-- Your task --
Output, word for word, the line that contains "of the blue" and all lines after it in the records below, omitting pictures.

*****

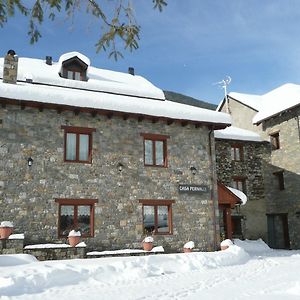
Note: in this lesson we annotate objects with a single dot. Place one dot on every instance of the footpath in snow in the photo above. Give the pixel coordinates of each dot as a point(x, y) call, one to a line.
point(247, 270)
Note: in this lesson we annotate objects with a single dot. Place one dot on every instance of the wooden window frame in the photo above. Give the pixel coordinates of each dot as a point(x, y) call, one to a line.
point(233, 150)
point(155, 203)
point(75, 203)
point(78, 131)
point(156, 138)
point(274, 140)
point(236, 179)
point(74, 64)
point(280, 178)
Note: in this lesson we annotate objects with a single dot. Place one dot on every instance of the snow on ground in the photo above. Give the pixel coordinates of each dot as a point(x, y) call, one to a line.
point(246, 270)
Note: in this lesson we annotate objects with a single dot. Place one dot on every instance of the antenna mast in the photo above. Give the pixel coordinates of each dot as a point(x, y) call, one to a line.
point(224, 83)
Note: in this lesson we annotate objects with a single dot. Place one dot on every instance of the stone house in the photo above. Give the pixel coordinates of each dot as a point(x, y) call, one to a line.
point(240, 157)
point(105, 153)
point(275, 117)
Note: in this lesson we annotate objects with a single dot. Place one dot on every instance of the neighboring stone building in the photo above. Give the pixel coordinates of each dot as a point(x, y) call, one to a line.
point(106, 153)
point(275, 116)
point(240, 159)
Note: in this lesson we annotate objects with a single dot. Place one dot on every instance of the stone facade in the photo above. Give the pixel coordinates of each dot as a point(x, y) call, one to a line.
point(251, 168)
point(282, 205)
point(28, 193)
point(287, 160)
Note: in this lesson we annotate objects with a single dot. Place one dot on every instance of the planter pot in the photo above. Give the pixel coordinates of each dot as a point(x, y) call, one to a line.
point(5, 232)
point(147, 246)
point(224, 247)
point(187, 250)
point(74, 240)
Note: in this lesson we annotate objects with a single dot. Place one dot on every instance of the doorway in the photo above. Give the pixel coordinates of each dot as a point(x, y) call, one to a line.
point(278, 232)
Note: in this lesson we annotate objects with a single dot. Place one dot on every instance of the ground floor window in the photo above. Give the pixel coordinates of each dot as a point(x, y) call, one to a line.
point(76, 214)
point(237, 230)
point(157, 216)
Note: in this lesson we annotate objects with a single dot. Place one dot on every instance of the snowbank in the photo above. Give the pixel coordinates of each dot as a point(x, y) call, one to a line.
point(252, 246)
point(16, 260)
point(42, 276)
point(6, 224)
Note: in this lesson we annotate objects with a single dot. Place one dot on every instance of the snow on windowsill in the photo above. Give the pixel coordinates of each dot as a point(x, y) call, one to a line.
point(53, 246)
point(17, 236)
point(158, 249)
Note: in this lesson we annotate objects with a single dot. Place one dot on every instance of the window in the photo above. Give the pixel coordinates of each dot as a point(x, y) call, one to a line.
point(76, 214)
point(237, 226)
point(237, 152)
point(239, 183)
point(74, 75)
point(155, 150)
point(280, 179)
point(78, 144)
point(157, 216)
point(275, 141)
point(74, 68)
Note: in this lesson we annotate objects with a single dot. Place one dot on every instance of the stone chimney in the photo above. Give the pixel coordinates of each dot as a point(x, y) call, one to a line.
point(131, 71)
point(10, 70)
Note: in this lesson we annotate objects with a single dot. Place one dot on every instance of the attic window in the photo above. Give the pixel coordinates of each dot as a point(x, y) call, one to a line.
point(74, 69)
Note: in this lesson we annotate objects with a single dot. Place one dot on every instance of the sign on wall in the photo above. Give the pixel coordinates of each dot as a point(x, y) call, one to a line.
point(192, 189)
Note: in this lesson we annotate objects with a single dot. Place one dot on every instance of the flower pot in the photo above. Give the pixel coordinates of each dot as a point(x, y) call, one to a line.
point(74, 240)
point(147, 246)
point(5, 232)
point(187, 250)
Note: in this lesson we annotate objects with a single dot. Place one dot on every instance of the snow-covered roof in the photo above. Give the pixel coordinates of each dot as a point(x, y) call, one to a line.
point(235, 133)
point(270, 104)
point(239, 194)
point(278, 100)
point(105, 90)
point(253, 101)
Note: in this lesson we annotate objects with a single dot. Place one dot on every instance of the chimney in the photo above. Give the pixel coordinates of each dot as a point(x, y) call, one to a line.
point(49, 60)
point(10, 70)
point(131, 71)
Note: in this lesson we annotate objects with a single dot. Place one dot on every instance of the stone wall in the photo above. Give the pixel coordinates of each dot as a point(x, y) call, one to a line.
point(255, 156)
point(27, 194)
point(286, 159)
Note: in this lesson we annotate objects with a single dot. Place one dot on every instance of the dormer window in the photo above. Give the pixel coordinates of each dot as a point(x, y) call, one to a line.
point(74, 75)
point(74, 68)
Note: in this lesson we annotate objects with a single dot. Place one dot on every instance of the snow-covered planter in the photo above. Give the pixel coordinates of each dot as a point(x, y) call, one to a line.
point(188, 247)
point(148, 243)
point(226, 244)
point(74, 238)
point(6, 229)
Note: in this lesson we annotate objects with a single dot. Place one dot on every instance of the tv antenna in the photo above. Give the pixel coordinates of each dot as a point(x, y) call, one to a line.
point(223, 84)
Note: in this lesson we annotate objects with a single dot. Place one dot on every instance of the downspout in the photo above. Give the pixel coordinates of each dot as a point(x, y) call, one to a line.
point(212, 192)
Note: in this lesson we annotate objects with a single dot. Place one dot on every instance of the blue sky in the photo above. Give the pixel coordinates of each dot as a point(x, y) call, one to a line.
point(188, 47)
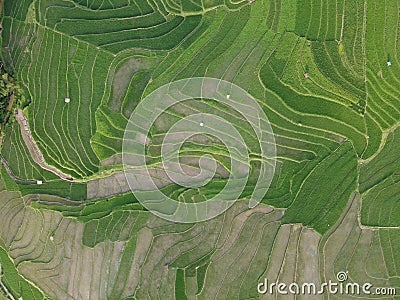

*****

-- Expected answer --
Note: in this lesson we annotate objects with a single dot. Place one dot on every instance of the blue sky in the photo above. Give the pixel coordinates of each dot as a point(x, y) call, one to a line.
point(188, 47)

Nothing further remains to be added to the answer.